[Dataset entries]
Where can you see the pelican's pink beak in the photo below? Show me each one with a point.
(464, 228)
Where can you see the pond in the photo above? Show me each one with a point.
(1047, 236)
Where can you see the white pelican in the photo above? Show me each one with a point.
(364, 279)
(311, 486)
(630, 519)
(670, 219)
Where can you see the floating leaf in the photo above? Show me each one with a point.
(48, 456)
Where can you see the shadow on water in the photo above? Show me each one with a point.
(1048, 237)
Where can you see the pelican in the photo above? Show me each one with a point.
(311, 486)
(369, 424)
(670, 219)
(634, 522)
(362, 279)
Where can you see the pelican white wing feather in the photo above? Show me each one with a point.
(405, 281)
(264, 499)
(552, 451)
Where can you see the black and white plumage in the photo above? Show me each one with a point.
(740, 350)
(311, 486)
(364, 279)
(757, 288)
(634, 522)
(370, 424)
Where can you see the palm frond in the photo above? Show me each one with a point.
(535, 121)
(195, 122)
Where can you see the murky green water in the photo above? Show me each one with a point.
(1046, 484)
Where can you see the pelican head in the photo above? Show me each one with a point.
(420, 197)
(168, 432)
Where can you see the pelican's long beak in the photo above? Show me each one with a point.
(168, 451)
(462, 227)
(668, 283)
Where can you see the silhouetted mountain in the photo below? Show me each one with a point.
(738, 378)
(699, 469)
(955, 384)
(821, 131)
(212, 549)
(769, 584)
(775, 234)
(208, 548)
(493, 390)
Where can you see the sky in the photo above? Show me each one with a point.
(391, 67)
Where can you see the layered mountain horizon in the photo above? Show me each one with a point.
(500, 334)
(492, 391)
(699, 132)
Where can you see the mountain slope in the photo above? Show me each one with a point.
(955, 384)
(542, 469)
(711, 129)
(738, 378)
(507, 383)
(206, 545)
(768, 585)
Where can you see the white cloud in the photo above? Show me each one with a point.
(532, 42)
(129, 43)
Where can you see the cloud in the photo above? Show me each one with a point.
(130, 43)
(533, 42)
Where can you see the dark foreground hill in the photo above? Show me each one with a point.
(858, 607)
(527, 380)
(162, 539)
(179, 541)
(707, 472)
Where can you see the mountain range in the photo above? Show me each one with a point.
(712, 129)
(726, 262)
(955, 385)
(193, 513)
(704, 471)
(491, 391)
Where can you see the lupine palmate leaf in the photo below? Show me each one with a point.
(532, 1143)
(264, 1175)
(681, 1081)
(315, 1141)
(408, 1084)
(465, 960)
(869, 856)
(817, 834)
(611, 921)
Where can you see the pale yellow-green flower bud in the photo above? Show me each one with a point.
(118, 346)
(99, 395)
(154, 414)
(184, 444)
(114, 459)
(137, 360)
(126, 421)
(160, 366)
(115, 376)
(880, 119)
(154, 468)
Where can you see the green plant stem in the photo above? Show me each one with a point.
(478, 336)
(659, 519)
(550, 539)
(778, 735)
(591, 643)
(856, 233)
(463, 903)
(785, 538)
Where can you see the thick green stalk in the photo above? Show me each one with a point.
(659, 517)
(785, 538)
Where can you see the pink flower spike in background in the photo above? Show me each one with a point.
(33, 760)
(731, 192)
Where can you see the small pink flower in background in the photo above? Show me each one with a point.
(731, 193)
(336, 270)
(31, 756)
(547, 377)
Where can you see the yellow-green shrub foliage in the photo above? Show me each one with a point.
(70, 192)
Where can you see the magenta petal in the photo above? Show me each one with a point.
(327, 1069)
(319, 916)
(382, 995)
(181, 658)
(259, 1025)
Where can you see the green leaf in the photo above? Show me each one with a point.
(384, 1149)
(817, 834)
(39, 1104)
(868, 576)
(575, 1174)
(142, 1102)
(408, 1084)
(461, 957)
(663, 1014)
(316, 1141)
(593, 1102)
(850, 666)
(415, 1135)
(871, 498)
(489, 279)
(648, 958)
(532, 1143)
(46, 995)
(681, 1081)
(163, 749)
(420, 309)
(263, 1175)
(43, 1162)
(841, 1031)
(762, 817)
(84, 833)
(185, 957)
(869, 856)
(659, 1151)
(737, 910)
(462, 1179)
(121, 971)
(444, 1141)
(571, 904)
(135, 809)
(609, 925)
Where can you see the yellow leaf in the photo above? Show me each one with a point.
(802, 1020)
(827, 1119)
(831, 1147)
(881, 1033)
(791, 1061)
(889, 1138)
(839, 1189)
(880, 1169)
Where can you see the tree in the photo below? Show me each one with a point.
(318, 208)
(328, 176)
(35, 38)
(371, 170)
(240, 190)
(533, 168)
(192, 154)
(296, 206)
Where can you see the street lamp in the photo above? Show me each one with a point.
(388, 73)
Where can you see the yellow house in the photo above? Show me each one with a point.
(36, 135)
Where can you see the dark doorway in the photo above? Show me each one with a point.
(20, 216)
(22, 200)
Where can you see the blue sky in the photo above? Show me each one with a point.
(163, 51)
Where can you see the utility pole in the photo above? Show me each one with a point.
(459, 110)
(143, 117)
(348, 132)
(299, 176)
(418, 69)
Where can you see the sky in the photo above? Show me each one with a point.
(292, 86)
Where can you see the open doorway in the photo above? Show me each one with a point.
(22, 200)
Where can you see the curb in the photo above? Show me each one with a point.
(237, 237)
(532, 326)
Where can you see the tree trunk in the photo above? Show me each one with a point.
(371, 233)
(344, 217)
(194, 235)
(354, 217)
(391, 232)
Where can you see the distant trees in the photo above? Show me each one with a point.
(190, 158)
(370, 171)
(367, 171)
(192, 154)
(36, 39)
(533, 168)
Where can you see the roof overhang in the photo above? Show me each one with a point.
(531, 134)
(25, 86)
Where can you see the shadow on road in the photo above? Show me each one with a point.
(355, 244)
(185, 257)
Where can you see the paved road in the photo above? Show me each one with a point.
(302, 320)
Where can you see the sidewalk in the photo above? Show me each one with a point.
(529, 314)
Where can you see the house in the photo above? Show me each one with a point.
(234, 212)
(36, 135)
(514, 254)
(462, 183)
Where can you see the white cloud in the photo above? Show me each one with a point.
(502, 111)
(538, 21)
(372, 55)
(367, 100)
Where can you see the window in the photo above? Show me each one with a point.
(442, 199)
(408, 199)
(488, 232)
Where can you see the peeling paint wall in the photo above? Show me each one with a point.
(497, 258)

Set exercise »
Repeat all of the records above word for word, from the first line through the last.

Solution to this exercise »
Where can you see the pelican's pink beak in the photo below? Show me each one with a point.
(464, 228)
Where can you see the pond in the photo above? Show me each one with a point.
(1047, 236)
Where can you see the white pelican in the photo above? Show me each one with a point.
(364, 279)
(311, 486)
(630, 519)
(670, 219)
Where can you see the floating leaf in the photo above? Show me each one with a point.
(48, 456)
Where can you see the shadow on water in the photo above? Show me each one with a point.
(1048, 237)
Where can you see the pelican in the photo above? Show me each one with a point.
(311, 486)
(369, 424)
(670, 219)
(634, 522)
(362, 279)
Where can you see the pelican white wing feather in the photo above? Show me each one with a point.
(405, 281)
(264, 499)
(552, 451)
Where can you see the black and white plumage in the photo above? Show me each one with a point.
(740, 350)
(311, 486)
(364, 279)
(757, 288)
(634, 522)
(370, 424)
Where can you see the palm frond in the photo above? Show me each one with a point.
(535, 121)
(195, 122)
Where can you see the murky green water in the photo above? Show me each one with a point.
(1046, 484)
Where can you see the pelican head in the photo above? Show me each one with a point.
(420, 197)
(168, 432)
Where can you see the pelican's long beak in the photo above? Show me each one with a point.
(168, 451)
(462, 227)
(668, 283)
Where can you see the silhouetted mountain in the photo below? Show me each one with a point.
(738, 378)
(699, 469)
(955, 384)
(821, 131)
(212, 549)
(769, 584)
(775, 234)
(208, 548)
(493, 390)
Where can you see the sky in the photo above? Show me each one with a point.
(391, 67)
Where can you see the layered mountain horizon in the photo above? Show me each one with a point.
(500, 334)
(492, 391)
(699, 132)
Where can you see the mountain slope in the photo above? Show me each one with a point.
(955, 384)
(542, 469)
(711, 129)
(738, 378)
(507, 383)
(206, 545)
(768, 585)
Where can you see the white cloud in the photo above? Show me each one with a point.
(532, 42)
(129, 43)
Where can you see the cloud in the photo above? Show me each one with a point.
(130, 43)
(533, 42)
Where can you see the dark foreground hill in the photo above? Show me each one with a point.
(858, 607)
(527, 380)
(162, 539)
(179, 541)
(707, 472)
Where can you see the mountain range in the photo above? Show me each one with a point.
(712, 129)
(726, 262)
(955, 385)
(193, 513)
(704, 471)
(491, 391)
Where can you see the lupine palmate leaf in the photo below? Show me each one with a point.
(532, 1143)
(264, 1175)
(681, 1081)
(315, 1141)
(408, 1084)
(465, 960)
(869, 856)
(817, 834)
(611, 921)
Where can you see the pale yellow-green flower bud in the photo above? Show me each one with a point.
(118, 346)
(99, 395)
(154, 414)
(184, 444)
(114, 459)
(137, 360)
(126, 421)
(160, 366)
(115, 376)
(880, 119)
(154, 468)
Where can you see the green plant stem in the photo above? Show me each one with a point.
(478, 336)
(659, 519)
(550, 539)
(778, 735)
(591, 643)
(856, 233)
(463, 903)
(785, 538)
Where can you see the thick green stalk in the photo above? Show me each one with a point.
(659, 517)
(785, 538)
Where can you see the pink flower spike in background in the photo above? Show me each one with a point.
(33, 760)
(731, 192)
Where can you see the small pink flower in background in the photo above? Show me each one with a point.
(731, 193)
(336, 270)
(31, 756)
(547, 377)
Where can you see the yellow-green shrub foliage in the photo above? Show me each one with a point.
(70, 192)
Where can you see the magenta petal in the photo above? Show me each one with a point.
(327, 1069)
(319, 916)
(382, 995)
(181, 658)
(259, 1025)
Where can you see the green leaf in the photo above? Show me each one with a point.
(384, 1149)
(817, 834)
(39, 1104)
(868, 576)
(575, 1174)
(142, 1102)
(408, 1084)
(461, 957)
(663, 1014)
(316, 1141)
(593, 1102)
(850, 666)
(415, 1135)
(871, 498)
(489, 279)
(648, 958)
(532, 1143)
(46, 995)
(681, 1081)
(163, 749)
(420, 309)
(263, 1175)
(43, 1162)
(841, 1031)
(762, 817)
(84, 833)
(185, 957)
(869, 856)
(659, 1151)
(737, 910)
(462, 1179)
(121, 971)
(444, 1141)
(571, 904)
(135, 809)
(609, 925)
Where can you see the yellow leaf in the photo above? Show me each one with a point.
(802, 1020)
(827, 1119)
(831, 1147)
(881, 1033)
(791, 1061)
(889, 1138)
(839, 1189)
(880, 1169)
Where can you see the tree in the photo below? Show me each one with a point.
(318, 208)
(328, 176)
(35, 38)
(371, 170)
(240, 190)
(533, 168)
(192, 154)
(296, 206)
Where can you see the street lamp in the photo above? Show me each one with a point.
(388, 73)
Where can you see the yellow house in the photo above? Show me each one with a point.
(36, 135)
Where can you see the dark doorway in the photo above? Show me each one with a point.
(20, 216)
(22, 200)
Where can you see the blue sky in the photo above? Show me each one with a point.
(163, 51)
Where can you see the utility pole in the photo above? Show me each one with a point.
(459, 110)
(143, 117)
(348, 132)
(299, 176)
(418, 69)
Where can you see the sky in the photo above? Show me each one with a point.
(292, 86)
Where can you see the open doorway in the photo above? Show me each one with a point.
(22, 200)
Where can you see the curb in the photo above? Show me each one with a point.
(237, 237)
(532, 326)
Where can you see the tree trunk in the photo above? Show me each one with a point.
(371, 233)
(344, 217)
(194, 235)
(354, 217)
(391, 232)
Where can you see the distant trees in the photo above? Show me each one with a point.
(190, 158)
(370, 171)
(367, 171)
(192, 154)
(36, 39)
(533, 168)
Where can you see the roof overhang in the photo above? Show me each one with a point.
(531, 134)
(25, 86)
Where can you see the shadow on road in the photo above? Show me each one with a point.
(355, 244)
(185, 257)
Where can you see the paved road in the photo above? Show me each one with a point.
(302, 320)
Where can you see the sidewalk in the photo above? Show me each one with a point.
(529, 314)
Where can you see the house in the photo above? Show me each one with a point.
(234, 212)
(36, 135)
(514, 254)
(462, 183)
Where can you see the white cloud in the photo above? Show me each one with a point.
(502, 111)
(538, 21)
(372, 55)
(367, 100)
Where can you see the window in the photo above? Show me each one with a point.
(442, 199)
(408, 199)
(488, 232)
Where can you see the peeling paint wall in the photo above? Show me each one with a point.
(497, 258)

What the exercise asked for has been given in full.